• ASSIGNED TASK:
Output the records below verbatim, minus the pictures.

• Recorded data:

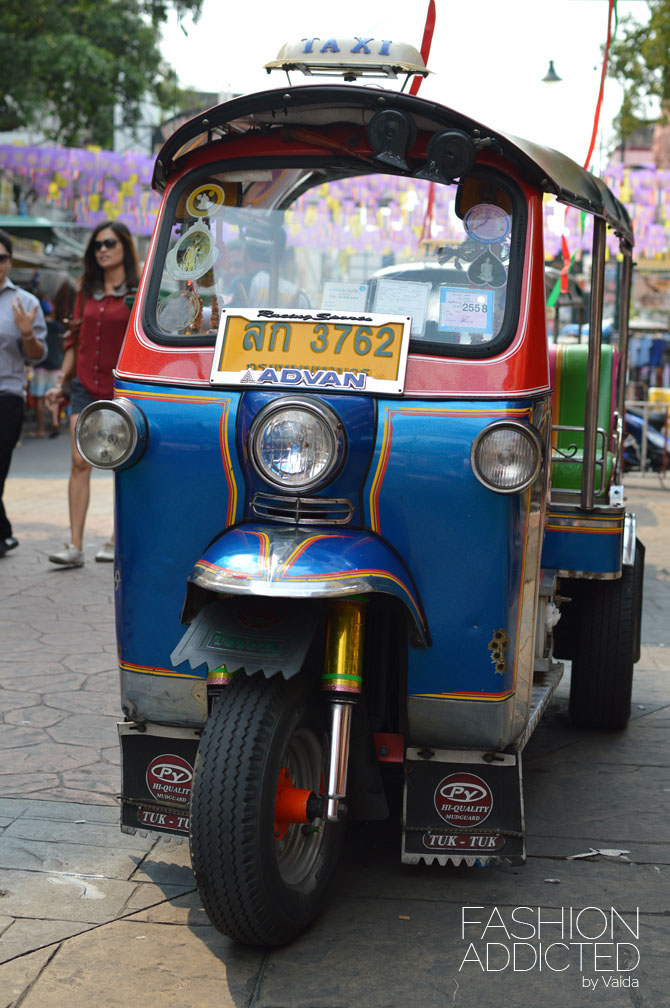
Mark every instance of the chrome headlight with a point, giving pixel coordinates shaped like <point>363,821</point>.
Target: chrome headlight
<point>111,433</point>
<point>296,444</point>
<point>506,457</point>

• SOLUTION TO THIS PROBLEM:
Mark every instance of the chrome headlight with a point, giving pixel coordinates shaped like <point>363,821</point>.
Target: chrome headlight
<point>111,433</point>
<point>296,444</point>
<point>506,457</point>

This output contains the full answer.